━━━━━ Exercise materials
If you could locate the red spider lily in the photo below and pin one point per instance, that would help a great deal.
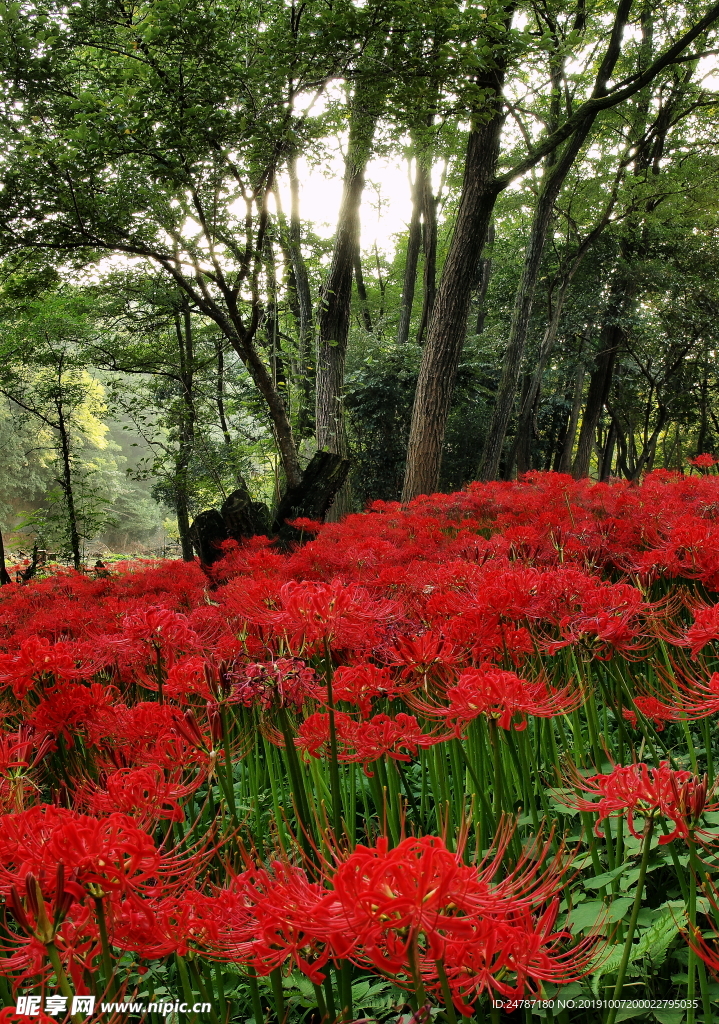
(156, 928)
(266, 919)
(9, 1016)
(284, 682)
(677, 796)
(425, 652)
(69, 709)
(19, 753)
(704, 630)
(397, 737)
(704, 461)
(361, 684)
(60, 921)
(187, 678)
(111, 853)
(335, 613)
(23, 750)
(147, 794)
(422, 901)
(656, 711)
(500, 695)
(513, 956)
(38, 658)
(149, 733)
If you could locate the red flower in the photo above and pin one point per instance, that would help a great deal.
(704, 630)
(653, 710)
(677, 796)
(397, 737)
(266, 919)
(110, 852)
(501, 695)
(704, 461)
(149, 794)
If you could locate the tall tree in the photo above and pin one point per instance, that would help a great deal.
(480, 187)
(333, 317)
(157, 132)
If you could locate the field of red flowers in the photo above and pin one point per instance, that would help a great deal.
(435, 763)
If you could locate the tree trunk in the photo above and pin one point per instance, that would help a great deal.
(362, 291)
(183, 331)
(333, 320)
(599, 385)
(414, 242)
(523, 301)
(429, 242)
(4, 574)
(608, 453)
(522, 444)
(300, 299)
(484, 275)
(448, 325)
(564, 465)
(67, 482)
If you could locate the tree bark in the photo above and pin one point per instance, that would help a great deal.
(599, 386)
(4, 574)
(362, 291)
(429, 242)
(448, 325)
(564, 464)
(484, 275)
(523, 301)
(183, 331)
(333, 318)
(414, 242)
(67, 482)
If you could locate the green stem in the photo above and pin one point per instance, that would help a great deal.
(622, 973)
(446, 993)
(107, 958)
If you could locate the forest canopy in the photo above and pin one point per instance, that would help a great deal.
(177, 325)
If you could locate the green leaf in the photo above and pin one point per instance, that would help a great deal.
(653, 941)
(669, 1016)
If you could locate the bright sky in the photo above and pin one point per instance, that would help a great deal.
(386, 203)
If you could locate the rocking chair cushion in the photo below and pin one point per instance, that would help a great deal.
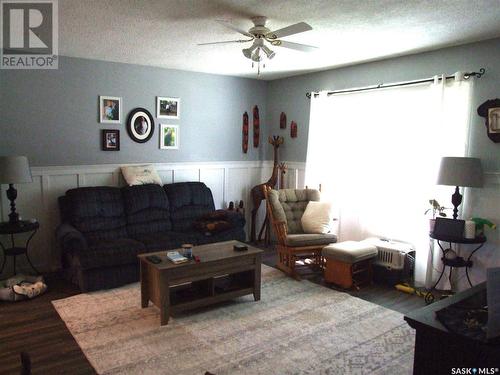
(296, 240)
(288, 205)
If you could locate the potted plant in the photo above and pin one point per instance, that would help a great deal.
(436, 209)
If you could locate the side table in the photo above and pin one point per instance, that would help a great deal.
(22, 226)
(457, 262)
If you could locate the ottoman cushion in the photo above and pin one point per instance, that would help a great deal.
(310, 239)
(350, 251)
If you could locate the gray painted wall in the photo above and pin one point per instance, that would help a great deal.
(288, 95)
(52, 115)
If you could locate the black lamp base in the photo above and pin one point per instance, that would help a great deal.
(12, 195)
(456, 200)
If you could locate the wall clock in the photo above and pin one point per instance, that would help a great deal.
(140, 125)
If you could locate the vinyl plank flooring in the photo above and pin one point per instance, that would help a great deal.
(34, 327)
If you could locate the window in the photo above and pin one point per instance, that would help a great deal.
(376, 154)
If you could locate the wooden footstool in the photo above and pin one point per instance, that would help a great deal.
(348, 263)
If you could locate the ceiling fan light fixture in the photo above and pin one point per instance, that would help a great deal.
(269, 53)
(247, 52)
(256, 55)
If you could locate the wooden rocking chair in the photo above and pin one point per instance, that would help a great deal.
(294, 245)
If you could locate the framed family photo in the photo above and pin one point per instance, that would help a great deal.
(168, 107)
(110, 108)
(110, 140)
(169, 137)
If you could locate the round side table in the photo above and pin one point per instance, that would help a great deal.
(22, 226)
(457, 262)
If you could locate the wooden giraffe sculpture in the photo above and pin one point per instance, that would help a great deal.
(283, 168)
(257, 192)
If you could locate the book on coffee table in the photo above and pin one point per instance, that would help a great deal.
(176, 257)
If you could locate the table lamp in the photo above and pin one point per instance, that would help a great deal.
(14, 170)
(460, 171)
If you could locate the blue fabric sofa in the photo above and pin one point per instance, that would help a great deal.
(104, 228)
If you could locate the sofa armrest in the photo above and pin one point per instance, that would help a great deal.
(69, 238)
(236, 219)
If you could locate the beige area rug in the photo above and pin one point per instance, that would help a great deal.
(296, 328)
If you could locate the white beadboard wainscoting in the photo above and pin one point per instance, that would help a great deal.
(229, 181)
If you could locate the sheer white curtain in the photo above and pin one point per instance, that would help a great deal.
(376, 154)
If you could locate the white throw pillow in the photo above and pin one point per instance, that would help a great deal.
(317, 218)
(141, 175)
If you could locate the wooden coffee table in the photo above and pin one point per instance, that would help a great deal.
(222, 274)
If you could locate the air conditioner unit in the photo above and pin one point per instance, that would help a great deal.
(395, 261)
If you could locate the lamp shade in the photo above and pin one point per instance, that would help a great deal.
(14, 170)
(460, 171)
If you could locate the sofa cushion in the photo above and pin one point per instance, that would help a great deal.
(108, 253)
(189, 201)
(97, 212)
(147, 209)
(141, 175)
(310, 239)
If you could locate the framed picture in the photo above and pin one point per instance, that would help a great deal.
(168, 107)
(110, 140)
(494, 120)
(169, 137)
(140, 125)
(110, 108)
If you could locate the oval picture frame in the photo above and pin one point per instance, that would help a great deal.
(140, 125)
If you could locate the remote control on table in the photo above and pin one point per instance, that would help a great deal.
(153, 259)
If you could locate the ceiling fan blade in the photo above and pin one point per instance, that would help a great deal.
(225, 42)
(295, 46)
(289, 30)
(234, 28)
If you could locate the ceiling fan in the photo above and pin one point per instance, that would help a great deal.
(260, 34)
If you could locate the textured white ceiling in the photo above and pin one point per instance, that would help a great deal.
(164, 33)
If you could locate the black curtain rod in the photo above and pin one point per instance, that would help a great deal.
(406, 83)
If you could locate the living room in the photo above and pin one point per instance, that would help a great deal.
(411, 86)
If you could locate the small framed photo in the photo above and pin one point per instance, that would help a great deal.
(110, 140)
(169, 137)
(494, 120)
(168, 107)
(110, 109)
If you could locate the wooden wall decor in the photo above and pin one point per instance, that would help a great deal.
(256, 127)
(293, 129)
(257, 192)
(244, 140)
(283, 120)
(490, 110)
━━━━━━━━━━
= Problem statement =
All preceding records should be duplicated verbatim, images excepted.

= Expected answer =
If you could locate the red spider lily in the photo below and pin one point per instance, that would help a great deal.
(156, 928)
(266, 919)
(9, 1016)
(284, 682)
(677, 796)
(425, 652)
(69, 709)
(19, 753)
(704, 630)
(397, 737)
(704, 461)
(361, 684)
(60, 921)
(187, 678)
(111, 853)
(335, 613)
(23, 750)
(147, 794)
(422, 901)
(656, 711)
(500, 695)
(513, 956)
(38, 658)
(149, 733)
If you could locate the red flower in the photo above and pin one point per instance, that would help a great deal.
(704, 630)
(653, 710)
(677, 796)
(397, 737)
(266, 919)
(110, 852)
(501, 695)
(704, 461)
(149, 794)
If you could locate the tall tree in the photo above and pin one point per instance, that would help a great deal.
(480, 187)
(333, 317)
(157, 132)
If you could locate the field of red flowers in the photo above and pin one point per instance, that would help a great deal.
(435, 763)
If you could locate the tree trunk in the photo above and pin one point per instance, that would help a great deal.
(362, 291)
(183, 331)
(333, 320)
(599, 385)
(414, 242)
(523, 301)
(429, 242)
(4, 574)
(608, 453)
(522, 444)
(300, 299)
(484, 275)
(448, 325)
(564, 465)
(67, 482)
If you could locate the tree bark in the photo above and pin one point per instance, that would help a great deal.
(599, 386)
(4, 574)
(362, 291)
(429, 242)
(448, 325)
(564, 464)
(484, 275)
(523, 301)
(183, 331)
(333, 318)
(414, 242)
(67, 482)
If you could locate the green stem in the photo above and pin one point per instance, that would help a great deal.
(622, 973)
(446, 993)
(107, 958)
If you could locate the forest canopy in the photo above and pin one point per instance, that would help a great deal.
(177, 325)
If you could locate the green leaf in the photo above and pin one point per instance, that would help a great deal.
(653, 941)
(669, 1016)
If you could locate the bright sky in the photo above and pin one point per instance, that would help a great deal.
(386, 203)
If you could locate the rocking chair cushion in the photo below and pin one point per instance, that would help a great deal.
(296, 240)
(288, 205)
If you could locate the potted plant in the photo above and pin one point per instance, that would help a great deal.
(436, 209)
If you could locate the side table in the photo above and pin one point per instance, that would help a great deal.
(22, 226)
(457, 262)
If you could locate the ottoman cushion in the photo above and pin one point per instance, that would help a great deal.
(310, 239)
(350, 251)
If you could locate the gray painted wall in the photo above and pin one point per instance, that would help a great deal.
(288, 95)
(52, 115)
If you could locate the black lamp base in the photo above and pin one point per instance, that would help a great deal.
(12, 195)
(456, 200)
If you could locate the wall clock in the photo above and pin one point per instance, that would help a great deal.
(140, 125)
If you could locate the vinyl plank flooring in the photo above and pin one point per instance, that would help a great deal.
(34, 327)
If you could locate the window in the photo above and pin one point per instance, that would help a great deal.
(376, 154)
If you could locate the wooden footstool in the photo above and pin one point per instance, that would help a great deal.
(348, 263)
If you could locate the ceiling fan light fixture in the photo above and pin one point per instance, that would help a great deal.
(269, 53)
(247, 52)
(256, 55)
If you could locate the wooden rocking chair in the photo above and pin one point per instance, that would help a great deal.
(294, 245)
If you could locate the framed family photo in the photo above and pin one point per instance, that would help a great deal.
(168, 107)
(110, 108)
(110, 140)
(169, 137)
If you could locate the round side table in the photo above and pin one point per instance, that would help a great deal.
(22, 226)
(457, 262)
If you could locate the wooden giraffe sculpture in the photo above and pin one point per instance, that would help a great deal.
(283, 168)
(257, 192)
If you could locate the book on coffee table in the photo above and pin one point per instance, that would help a great deal.
(176, 257)
If you could locate the table lamp in the photo above and pin one point per instance, that would help a great deal.
(14, 170)
(460, 171)
If you could locate the blue fabric sofa in the photo above and pin one point per instance, that would help a great deal.
(104, 228)
If you could locate the sofa armrest in the photo above and pin one point per instance, that would help a great deal.
(69, 238)
(236, 219)
If you could locate the beige area rug in the photo above and pin one point per instance, that would help a great deal.
(296, 328)
If you could locate the white beadboard wainscoting in the photo above and pin one point per instance, that would help a great deal.
(229, 181)
If you could locate the sheer white curtain in the photo above and pin one point per instance, that would help a great deal.
(376, 154)
If you could locate the white throw pillow in the photo above and pin one point per instance, that would help a great deal.
(317, 218)
(141, 175)
If you could locate the wooden coffee table in the photo above and pin one point per instance, that would help a great deal.
(222, 274)
If you could locate the air conditioner unit in the photo above and pin one point per instance, that would help a great deal.
(395, 261)
If you could locate the lamp shade in the photo above and pin one point per instance, that would help a great deal.
(14, 170)
(460, 171)
If you could locate the sofa cushion in the photo above and pin one point per instance, that would help a great deal.
(108, 253)
(189, 201)
(97, 212)
(147, 209)
(141, 175)
(310, 239)
If you could locate the framed picture in the photo above and pin one point per instance, that would help a great deal.
(168, 107)
(110, 140)
(494, 120)
(169, 137)
(140, 125)
(110, 108)
If you could locate the oval picture frame in the photo above and pin one point per instance, that would help a great deal.
(140, 125)
If you could locate the remote control on table in the photo above and pin one point per instance, that would help a great deal.
(153, 259)
If you could locate the ceiling fan blade in the photo above and pin one point per instance, that would help a great deal.
(225, 42)
(295, 46)
(289, 30)
(234, 28)
If you could locate the ceiling fan in the photo above and pin one point per instance, that would help a great deal.
(260, 34)
If you could locate the textured white ceiling in the photo above and pin one point per instance, that would help a great deal.
(164, 33)
If you could locate the black curtain rod in the photo above and pin one point per instance, that would help a great deal.
(406, 83)
If you could locate the living room in the photo above and pin one point per instance, that would help a great deal.
(411, 86)
If you could locate the small framed photo in the photo above and pin one point per instance, that would help a great deal.
(110, 140)
(169, 137)
(494, 120)
(168, 107)
(110, 109)
If you could locate the wooden wall decor in the photo above and pin one point per instance, that would help a great deal.
(256, 127)
(293, 129)
(257, 192)
(244, 140)
(283, 120)
(490, 110)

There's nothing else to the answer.